═════ Alıntı
Bu Blogda Ara

24 Ağustos 2009 Pazartesi

Hırvatistan -3-


Dubrovnik günlerine devam..

Şunu söylemeden geçemeyeceğim; hayatım boyunca yediğim en lezzetli balıkları orada yedim..Heriflerin balıkları nasıl harika anlatamam. Eğer yolunuz düşerse mutlaka deneyin. Güneri Civaoğlu da benimle aynı fikirde olmalı ki 3 hafta önceki Pazar yazısında Hırvatistan seyahatinde yediği balıkların lezzetinden bahsetti. Bu arada adamla aynı anda oradaydık, üst üste Old Town sokaklarında, restoranlarında ve Rixos' un sahilinde karşılaşıp gözümüzü dikip dikip bakınca artık adam gayri ihtiyari selam vermeye başladı :)
══════════
═════ Verilen kayıtlar
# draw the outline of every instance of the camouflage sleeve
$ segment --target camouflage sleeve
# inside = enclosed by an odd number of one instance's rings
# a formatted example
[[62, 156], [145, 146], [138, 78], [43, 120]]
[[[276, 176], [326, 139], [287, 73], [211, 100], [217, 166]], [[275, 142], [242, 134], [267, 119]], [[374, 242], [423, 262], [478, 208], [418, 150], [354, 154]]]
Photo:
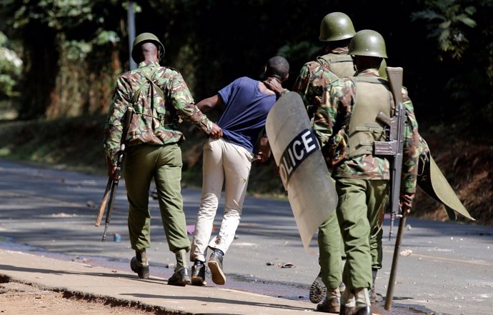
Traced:
[[111, 165], [116, 165], [123, 132], [122, 120], [129, 101], [129, 89], [124, 79], [119, 77], [113, 93], [113, 101], [109, 106], [104, 127], [104, 144], [106, 162]]
[[307, 106], [309, 102], [307, 99], [307, 92], [310, 80], [310, 71], [308, 65], [305, 64], [299, 71], [299, 74], [293, 85], [293, 91], [298, 93], [303, 100], [303, 103]]
[[[313, 128], [322, 146], [329, 143], [336, 123], [343, 126], [351, 115], [354, 104], [355, 86], [352, 81], [337, 80], [330, 86], [330, 90], [324, 91], [322, 104], [315, 113]], [[342, 121], [337, 121], [342, 120]]]
[[416, 191], [418, 163], [419, 159], [419, 135], [414, 109], [407, 91], [403, 89], [402, 104], [406, 109], [407, 120], [404, 130], [404, 152], [402, 154], [402, 191], [404, 193]]
[[181, 119], [196, 125], [205, 134], [212, 130], [212, 121], [197, 108], [186, 83], [179, 72], [169, 80], [169, 91], [173, 106]]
══════════
Dubrovnik gezisini anlatan alıntıda "Bu Blogda Ara" ifadesinden "vermeye başladı :)" ifadesine kadar olan kısmı hiçbir şeyi değiştirmeden yeniden yazın.

**Alıştırma sonucu**
Bu Blogda Ara

24 Ağustos 2009 Pazartesi

Hırvatistan -3-


Dubrovnik günlerine devam..

Şunu söylemeden geçemeyeceğim; hayatım boyunca yediğim en lezzetli balıkları orada yedim..Heriflerin balıkları nasıl harika anlatamam. Eğer yolunuz düşerse mutlaka deneyin. Güneri Civaoğlu da benimle aynı fikirde olmalı ki 3 hafta önceki Pazar yazısında Hırvatistan seyahatinde yediği balıkların lezzetinden bahsetti. Bu arada adamla aynı anda oradaydık, üst üste Old Town sokaklarında, restoranlarında ve Rixos' un sahilinde karşılaşıp gözümüzü dikip dikip bakınca artık adam gayri ihtiyari selam vermeye başladı :)